_EXTRACT PROVIDED:_
┏━━
The classical definition of naval survivability includes three main aspects, which are susceptibility, vulnerability, and recoverability; although, recoverability is often subsumed within vulnerability.
Susceptibility consists of all the factors that expose the ship to the weapons effects in a combat environment. These factors in general are the operating conditions, the threat, and the features of the ship itself. The operating conditions, such as sea state, weather and atmospheric conditions, vary considerably, and their influence is difficult to address (hence they are often not accounted for in survivability assessment). The threat is dependent on the weapons directed against the ship and weapon's performance, such as the range. The features of the ship in this sense include platform signatures (radar, infrared, acoustic, magnetic), the defensive systems on board, such as surface-to-air missiles, EW and decoys, and also the tactics employed by the platform in countering the attack (aspects such as speed, maneuverability, chosen aspect presented to the threat).
Vulnerability refers to the ability of the vessel to withstand the short-term effects of the threat weapon. Vulnerability is an attribute typical to the vessel and therefore heavily
affected by the vessel's basic characteristics such as size, subdivision, armouring, and other hardening features, and also the design of the ship's systems, in particular the location of equipment, degrees of redundancy and separation, and the presence within a system of single point failures. Recoverability refers to vessel's ability to restore and maintain its functionality after sustaining damage. Thus, recoverability is dependent on the actions aimed to neutralize the effects of the damage. These actions include firefighting, limiting the extent of flooding, and dewatering. Besides the equipment, the crew also has a vital role in recoverability.

=== Combat vehicle crew ===

The crews of military combat vehicles face numerous lethal hazards which are both diverse and constantly evolving. Improvised Explosive Devices (IEDs), mines, and enemy fire are examples of such persistent and variable threats. Historically, measures taken to mitigate these hazards were concerned with protecting the vehicle itself, but due to this achieving only limited protection, the focus has now shifted to safeguarding the crew within from an ever-broadening range of threats, including
Radio Controlled IEDs (RCIEDs), blast, fragmentation, heat stress, and dehydration.
┗━━
_RECORD SET:_
┏━━
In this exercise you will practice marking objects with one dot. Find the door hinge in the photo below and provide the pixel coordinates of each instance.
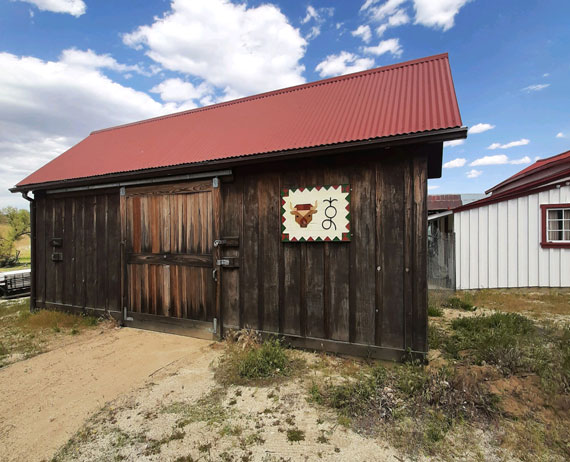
(214, 329)
(125, 315)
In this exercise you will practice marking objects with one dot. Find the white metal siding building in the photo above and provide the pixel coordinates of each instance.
(499, 245)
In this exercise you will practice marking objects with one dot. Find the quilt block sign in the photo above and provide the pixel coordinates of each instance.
(315, 213)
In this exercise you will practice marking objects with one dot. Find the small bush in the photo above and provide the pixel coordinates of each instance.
(457, 304)
(3, 350)
(436, 337)
(433, 400)
(500, 339)
(435, 311)
(266, 361)
(249, 360)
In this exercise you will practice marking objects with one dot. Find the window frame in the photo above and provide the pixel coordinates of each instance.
(544, 242)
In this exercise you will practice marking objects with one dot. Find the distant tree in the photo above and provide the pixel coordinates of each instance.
(18, 221)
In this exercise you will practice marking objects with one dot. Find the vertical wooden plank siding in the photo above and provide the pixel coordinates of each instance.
(419, 269)
(232, 203)
(89, 274)
(371, 291)
(41, 253)
(249, 277)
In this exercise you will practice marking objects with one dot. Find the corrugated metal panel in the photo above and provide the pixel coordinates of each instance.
(498, 245)
(412, 97)
(538, 165)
┗━━
_TASKS FOR THIS EXERCISE:_
1. List the kinds of platform signatures named in the survivability text.
2. Carry on the survivability text from its last sentence.

_RESULTS OF THE EXERCISE:_
1. radar, infrared, acoustic, magnetic

2.
The expressed goal of "crew survivability" is to ensure vehicle occupants are best protected. It goes beyond simply ensuring crew have the appropriate protective equipment and has expanded to include measuring the overpressure and blunt impact forces experienced by a vehicle from real blast incidents in order to develop medical treatment and improve overall crew survivability. Sustainable crew survivability is dependent on the effective integration of knowledge, training, and equipment.

==== Prevention and training ====
Threat intelligence identifying trends, emerging technologies, and attack tactics used by enemy forces enables crews to implement procedures that will reduce their exposure to unnecessary risks. Such intelligence also allows for more effective pre-deployment training programs where personnel can be taught the most up-to-date developments in IED concealment, for example, or undertake tailored training that will enable them to identify the likely attack strategy of enemy forces. In addition, with expert, current threat intelligence, the most effective equipment can be procured or rapidly developed in support of operations.

==Network==

===Definitions of network survivability===
"The capability of a system to fulfill its mission, in a timely manner, in the presence of threats such as attacks or large-scale natural disasters. Survivability is a subset of resilience."

“The capability of a system to fulfill its mission, in a timely manner, in the presence of attacks, failures, or accidents.”